### WHAT IS REQUIRED
Copy every line of the records, requests included, from the line with "The response SHOULD carry one point per instance of the gray" through the end of the records, and shift each coordinate in the answer points by -29. Leave the numbers in the requests and their format samples unchanged.
═════ RECORDS
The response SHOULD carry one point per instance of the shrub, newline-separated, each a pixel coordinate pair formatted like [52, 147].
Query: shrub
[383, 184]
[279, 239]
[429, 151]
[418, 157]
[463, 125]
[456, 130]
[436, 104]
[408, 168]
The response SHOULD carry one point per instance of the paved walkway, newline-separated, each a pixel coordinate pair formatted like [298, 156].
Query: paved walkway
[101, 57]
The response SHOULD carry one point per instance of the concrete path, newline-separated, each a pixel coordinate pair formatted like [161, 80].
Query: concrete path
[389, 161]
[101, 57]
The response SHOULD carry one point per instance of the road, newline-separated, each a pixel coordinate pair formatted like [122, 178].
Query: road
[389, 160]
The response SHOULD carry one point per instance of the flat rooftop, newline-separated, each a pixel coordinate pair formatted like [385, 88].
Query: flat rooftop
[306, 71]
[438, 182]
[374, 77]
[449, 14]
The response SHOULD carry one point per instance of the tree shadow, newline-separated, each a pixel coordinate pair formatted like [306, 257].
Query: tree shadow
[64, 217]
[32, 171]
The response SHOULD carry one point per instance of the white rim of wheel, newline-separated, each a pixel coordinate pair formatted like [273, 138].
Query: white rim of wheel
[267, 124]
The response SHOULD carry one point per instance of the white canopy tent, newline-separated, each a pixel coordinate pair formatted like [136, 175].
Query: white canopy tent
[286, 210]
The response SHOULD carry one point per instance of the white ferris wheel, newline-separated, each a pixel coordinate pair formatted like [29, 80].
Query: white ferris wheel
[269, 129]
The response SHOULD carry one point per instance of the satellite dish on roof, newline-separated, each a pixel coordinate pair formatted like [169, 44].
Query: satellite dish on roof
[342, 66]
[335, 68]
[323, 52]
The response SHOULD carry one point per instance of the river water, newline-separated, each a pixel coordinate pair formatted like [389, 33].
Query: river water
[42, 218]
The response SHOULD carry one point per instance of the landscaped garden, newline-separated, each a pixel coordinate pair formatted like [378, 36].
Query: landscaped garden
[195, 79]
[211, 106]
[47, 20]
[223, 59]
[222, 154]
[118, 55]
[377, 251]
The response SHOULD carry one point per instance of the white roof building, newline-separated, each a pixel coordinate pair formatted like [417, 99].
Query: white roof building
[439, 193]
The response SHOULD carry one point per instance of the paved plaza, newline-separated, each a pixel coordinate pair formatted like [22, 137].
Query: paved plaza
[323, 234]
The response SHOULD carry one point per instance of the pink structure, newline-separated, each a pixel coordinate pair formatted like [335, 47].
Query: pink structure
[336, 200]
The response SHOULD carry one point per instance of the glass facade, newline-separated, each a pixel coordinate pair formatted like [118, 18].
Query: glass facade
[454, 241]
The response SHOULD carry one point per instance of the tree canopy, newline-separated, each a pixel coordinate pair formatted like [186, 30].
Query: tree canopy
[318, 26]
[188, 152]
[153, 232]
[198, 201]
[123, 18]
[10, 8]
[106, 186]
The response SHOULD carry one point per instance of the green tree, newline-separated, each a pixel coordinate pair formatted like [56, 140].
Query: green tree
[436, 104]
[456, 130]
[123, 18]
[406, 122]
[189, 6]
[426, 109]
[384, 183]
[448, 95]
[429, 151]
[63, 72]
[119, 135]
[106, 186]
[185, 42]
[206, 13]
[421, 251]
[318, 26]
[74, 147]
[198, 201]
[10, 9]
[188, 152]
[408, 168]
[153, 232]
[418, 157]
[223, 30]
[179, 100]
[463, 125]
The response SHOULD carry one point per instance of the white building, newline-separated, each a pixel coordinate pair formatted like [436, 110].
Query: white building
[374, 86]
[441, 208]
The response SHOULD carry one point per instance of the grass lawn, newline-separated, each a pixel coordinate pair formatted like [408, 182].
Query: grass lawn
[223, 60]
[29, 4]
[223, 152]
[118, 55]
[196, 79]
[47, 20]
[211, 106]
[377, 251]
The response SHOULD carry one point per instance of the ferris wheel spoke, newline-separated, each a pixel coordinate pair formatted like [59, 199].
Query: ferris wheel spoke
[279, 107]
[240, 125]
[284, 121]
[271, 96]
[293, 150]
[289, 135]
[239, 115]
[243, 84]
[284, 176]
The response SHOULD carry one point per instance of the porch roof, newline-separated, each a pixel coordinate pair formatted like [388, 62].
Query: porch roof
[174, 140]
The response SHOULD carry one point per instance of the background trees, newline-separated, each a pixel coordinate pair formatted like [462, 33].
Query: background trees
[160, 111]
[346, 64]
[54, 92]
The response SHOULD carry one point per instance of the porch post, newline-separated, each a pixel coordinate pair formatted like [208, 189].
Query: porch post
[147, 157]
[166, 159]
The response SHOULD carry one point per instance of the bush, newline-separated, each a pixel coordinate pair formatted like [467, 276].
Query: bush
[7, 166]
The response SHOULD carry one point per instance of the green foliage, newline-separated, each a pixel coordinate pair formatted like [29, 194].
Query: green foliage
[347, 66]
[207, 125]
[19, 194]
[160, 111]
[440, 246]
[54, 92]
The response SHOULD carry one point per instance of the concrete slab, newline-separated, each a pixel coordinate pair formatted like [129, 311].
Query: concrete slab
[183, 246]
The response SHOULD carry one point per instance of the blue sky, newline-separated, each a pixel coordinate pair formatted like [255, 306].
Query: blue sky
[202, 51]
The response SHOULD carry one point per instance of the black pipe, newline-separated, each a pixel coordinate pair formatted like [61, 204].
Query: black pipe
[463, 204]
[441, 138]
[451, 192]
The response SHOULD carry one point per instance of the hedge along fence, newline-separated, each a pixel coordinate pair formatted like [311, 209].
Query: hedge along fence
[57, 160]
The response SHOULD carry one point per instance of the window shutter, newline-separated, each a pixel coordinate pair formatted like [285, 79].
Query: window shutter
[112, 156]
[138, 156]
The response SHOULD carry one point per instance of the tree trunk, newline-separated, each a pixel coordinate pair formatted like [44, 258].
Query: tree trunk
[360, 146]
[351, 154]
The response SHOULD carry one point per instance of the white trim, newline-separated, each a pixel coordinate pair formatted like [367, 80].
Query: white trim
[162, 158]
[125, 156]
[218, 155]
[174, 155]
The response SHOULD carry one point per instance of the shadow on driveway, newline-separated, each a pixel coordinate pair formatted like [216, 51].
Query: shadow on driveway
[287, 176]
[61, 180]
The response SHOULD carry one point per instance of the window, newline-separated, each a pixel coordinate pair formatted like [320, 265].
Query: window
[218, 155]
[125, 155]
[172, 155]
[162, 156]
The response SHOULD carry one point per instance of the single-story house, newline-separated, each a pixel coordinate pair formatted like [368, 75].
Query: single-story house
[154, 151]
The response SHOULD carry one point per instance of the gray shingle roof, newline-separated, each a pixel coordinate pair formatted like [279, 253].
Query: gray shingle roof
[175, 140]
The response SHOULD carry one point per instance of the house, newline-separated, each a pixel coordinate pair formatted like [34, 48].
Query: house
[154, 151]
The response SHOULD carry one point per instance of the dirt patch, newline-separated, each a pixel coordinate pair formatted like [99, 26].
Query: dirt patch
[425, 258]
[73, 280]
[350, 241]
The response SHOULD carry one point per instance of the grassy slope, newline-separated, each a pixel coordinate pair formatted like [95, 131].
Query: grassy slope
══════════
### EXPECTED ANSWER
The response SHOULD carry one point per instance of the gray shingle roof, newline-separated, each a pixel coordinate pair formatted like [279, 253].
Query: gray shingle roof
[146, 111]
The response SHOULD carry one point per instance of the house, newline-separated, each a pixel coordinate pair formatted like [34, 48].
Query: house
[125, 122]
The response SHOULD carry one point per instance of the dirt patch, newline-separated, each a pixel coordinate pair formatted like [99, 26].
Query: dirt patch
[396, 229]
[44, 251]
[321, 212]
The response SHOULD carry one point per instance of the grassy slope, newline-separated, each a pixel coordinate pair formatted like [95, 131].
Query: grassy slope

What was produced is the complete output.